Print exactly, and only, the lines running from the line containing "Expected behavior: point out the vertical bamboo" through the end of the records below.

> **MATERIAL**:
%%
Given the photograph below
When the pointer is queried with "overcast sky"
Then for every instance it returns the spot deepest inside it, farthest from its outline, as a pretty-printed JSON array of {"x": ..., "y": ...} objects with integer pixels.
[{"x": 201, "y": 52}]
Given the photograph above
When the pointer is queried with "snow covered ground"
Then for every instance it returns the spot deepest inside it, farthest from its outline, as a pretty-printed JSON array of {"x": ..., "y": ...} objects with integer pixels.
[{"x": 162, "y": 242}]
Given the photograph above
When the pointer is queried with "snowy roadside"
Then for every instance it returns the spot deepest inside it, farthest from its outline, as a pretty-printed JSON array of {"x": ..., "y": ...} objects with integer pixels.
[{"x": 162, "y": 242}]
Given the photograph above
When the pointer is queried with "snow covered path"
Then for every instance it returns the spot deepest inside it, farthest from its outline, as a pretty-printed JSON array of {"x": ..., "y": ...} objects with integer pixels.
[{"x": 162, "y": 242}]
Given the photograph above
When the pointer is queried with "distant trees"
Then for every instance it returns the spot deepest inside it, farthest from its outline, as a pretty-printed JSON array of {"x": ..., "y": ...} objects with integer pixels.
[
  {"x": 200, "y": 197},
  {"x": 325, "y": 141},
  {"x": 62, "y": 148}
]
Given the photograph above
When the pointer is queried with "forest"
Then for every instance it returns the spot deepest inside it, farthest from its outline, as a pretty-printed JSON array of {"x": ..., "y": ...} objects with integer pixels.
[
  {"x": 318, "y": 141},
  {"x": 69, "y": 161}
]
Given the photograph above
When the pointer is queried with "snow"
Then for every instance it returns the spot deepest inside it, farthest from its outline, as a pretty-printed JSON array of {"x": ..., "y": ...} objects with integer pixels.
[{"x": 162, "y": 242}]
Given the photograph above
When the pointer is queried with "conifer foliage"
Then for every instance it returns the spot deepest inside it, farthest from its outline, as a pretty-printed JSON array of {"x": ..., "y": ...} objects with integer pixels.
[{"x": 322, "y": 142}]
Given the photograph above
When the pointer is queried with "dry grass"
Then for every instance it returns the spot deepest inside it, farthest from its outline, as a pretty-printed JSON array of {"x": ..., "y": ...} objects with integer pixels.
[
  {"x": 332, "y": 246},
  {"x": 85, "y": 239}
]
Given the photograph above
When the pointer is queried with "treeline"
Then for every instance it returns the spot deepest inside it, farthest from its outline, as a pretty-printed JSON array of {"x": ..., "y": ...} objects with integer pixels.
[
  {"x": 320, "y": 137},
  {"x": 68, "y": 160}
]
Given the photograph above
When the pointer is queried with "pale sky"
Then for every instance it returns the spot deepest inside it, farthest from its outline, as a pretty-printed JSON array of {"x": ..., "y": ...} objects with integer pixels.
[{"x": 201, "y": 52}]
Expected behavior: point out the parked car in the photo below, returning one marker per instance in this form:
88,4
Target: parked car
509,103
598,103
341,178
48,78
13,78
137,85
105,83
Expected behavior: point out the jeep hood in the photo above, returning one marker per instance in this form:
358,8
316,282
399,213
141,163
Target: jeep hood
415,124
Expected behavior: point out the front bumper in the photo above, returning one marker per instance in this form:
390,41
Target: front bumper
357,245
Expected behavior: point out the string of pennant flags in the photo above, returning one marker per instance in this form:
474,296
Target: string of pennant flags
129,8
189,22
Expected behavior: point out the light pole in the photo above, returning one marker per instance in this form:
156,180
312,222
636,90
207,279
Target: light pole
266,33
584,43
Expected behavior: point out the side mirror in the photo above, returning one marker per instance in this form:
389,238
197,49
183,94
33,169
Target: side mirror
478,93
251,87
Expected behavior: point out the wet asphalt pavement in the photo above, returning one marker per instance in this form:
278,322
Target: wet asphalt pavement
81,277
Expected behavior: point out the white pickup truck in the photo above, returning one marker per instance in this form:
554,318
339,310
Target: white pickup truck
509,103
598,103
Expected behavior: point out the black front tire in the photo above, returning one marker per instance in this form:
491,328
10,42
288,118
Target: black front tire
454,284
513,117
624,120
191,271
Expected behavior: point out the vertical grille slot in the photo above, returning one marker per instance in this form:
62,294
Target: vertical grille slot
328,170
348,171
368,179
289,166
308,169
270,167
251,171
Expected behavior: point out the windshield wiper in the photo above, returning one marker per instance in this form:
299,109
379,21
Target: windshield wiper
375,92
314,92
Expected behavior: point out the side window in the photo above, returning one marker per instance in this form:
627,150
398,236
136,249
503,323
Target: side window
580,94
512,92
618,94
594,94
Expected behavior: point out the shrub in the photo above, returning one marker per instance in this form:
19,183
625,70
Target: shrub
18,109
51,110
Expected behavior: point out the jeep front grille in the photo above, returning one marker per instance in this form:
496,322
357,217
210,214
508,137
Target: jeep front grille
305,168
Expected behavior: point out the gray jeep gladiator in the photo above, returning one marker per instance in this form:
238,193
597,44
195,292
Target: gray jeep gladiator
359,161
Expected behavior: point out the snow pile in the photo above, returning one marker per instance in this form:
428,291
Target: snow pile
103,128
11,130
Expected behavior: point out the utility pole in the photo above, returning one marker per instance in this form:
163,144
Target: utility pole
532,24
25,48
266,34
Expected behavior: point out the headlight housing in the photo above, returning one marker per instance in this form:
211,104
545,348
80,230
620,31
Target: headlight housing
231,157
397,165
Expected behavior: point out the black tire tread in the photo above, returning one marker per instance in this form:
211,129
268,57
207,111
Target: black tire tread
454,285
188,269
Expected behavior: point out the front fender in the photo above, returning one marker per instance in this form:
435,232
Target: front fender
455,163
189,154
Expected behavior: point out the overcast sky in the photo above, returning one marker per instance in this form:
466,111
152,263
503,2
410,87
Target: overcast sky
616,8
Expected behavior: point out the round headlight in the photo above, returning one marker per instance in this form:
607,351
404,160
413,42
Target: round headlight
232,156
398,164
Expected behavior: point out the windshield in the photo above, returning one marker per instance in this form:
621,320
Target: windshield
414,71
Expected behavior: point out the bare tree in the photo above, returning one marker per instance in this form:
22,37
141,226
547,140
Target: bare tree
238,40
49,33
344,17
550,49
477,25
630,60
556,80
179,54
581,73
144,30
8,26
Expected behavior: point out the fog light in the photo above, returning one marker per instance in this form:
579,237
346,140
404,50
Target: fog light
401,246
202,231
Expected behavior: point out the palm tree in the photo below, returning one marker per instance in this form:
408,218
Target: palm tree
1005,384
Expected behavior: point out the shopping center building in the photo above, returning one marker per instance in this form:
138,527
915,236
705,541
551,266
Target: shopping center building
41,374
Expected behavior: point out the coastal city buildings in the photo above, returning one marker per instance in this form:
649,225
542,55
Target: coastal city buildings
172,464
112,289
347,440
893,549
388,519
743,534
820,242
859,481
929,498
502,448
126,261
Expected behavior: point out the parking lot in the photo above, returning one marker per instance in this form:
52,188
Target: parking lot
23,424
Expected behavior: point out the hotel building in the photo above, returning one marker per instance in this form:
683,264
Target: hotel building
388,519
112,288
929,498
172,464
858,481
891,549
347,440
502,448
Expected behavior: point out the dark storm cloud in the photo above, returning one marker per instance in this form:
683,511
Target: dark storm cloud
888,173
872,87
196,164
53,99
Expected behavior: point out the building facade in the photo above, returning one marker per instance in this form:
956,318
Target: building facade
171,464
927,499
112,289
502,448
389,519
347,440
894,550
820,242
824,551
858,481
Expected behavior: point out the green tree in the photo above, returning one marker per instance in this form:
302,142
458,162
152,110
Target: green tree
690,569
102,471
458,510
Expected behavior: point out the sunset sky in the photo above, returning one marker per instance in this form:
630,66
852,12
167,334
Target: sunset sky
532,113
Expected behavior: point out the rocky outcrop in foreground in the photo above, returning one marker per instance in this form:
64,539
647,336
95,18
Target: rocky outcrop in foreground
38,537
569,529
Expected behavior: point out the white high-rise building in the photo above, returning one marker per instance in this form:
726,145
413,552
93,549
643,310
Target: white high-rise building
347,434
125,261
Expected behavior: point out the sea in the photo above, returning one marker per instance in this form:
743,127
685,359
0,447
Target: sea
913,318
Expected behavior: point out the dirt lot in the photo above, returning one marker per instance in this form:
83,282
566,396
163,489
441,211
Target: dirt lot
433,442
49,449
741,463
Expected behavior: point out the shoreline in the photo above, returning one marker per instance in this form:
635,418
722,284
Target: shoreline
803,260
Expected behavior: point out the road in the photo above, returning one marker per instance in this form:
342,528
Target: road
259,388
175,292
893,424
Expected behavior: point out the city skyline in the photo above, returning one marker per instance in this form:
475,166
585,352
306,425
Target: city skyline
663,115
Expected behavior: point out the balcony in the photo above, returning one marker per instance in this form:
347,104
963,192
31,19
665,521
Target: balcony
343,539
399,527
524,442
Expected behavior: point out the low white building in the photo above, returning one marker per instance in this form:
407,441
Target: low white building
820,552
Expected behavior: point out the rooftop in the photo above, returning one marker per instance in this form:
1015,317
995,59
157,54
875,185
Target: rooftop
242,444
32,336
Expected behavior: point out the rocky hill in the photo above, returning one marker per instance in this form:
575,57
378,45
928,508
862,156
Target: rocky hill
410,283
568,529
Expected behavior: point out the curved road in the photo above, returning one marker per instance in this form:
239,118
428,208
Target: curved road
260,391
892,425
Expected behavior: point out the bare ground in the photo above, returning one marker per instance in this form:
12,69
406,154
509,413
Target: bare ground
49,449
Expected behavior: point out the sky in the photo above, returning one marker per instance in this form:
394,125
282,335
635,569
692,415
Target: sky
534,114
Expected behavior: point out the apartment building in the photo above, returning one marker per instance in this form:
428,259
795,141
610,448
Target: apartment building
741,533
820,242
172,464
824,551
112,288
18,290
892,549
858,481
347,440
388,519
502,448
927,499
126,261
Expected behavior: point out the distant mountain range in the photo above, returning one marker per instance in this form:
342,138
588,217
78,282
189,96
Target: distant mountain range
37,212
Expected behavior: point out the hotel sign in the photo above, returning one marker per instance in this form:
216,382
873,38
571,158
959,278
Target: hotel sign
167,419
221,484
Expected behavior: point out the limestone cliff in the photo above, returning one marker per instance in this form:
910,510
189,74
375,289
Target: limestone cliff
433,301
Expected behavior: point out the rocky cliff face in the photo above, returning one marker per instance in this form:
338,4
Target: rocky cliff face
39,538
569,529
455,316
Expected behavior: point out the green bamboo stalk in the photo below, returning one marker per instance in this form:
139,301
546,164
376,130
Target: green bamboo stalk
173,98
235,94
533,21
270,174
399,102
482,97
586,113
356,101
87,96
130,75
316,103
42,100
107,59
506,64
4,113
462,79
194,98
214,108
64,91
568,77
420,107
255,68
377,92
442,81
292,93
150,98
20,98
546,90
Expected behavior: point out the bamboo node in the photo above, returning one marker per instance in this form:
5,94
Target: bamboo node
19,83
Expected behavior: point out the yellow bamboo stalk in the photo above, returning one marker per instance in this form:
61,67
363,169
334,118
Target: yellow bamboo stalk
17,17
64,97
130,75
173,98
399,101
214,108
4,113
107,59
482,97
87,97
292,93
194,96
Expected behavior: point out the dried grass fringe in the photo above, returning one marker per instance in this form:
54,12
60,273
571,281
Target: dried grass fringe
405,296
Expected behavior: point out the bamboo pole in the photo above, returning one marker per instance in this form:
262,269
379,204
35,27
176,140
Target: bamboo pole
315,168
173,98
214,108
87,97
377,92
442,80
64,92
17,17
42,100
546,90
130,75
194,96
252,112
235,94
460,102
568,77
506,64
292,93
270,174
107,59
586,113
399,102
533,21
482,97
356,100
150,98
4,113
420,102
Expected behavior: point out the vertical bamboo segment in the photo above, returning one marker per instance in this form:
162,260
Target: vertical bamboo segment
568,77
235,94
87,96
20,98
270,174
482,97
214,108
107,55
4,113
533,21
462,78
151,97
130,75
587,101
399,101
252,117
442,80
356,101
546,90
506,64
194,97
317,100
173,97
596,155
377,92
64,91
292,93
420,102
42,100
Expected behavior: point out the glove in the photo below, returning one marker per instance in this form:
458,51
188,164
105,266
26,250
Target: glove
%%
> **TASK RESULT**:
Expected behavior: point out the vertical bamboo segment in the photo above, returning one marker per instance in this form:
162,260
Target: vertical bamboo segment
568,77
235,94
87,96
20,98
270,174
482,97
214,108
107,55
4,113
533,21
462,78
151,97
130,75
587,101
399,101
252,117
442,80
356,101
546,90
506,64
194,97
317,100
173,97
596,155
377,92
64,91
292,93
420,102
42,100
Expected behavior: point out the glove in the photo below, returning one marker per instance in this form:
458,51
188,164
105,266
26,250
Target: glove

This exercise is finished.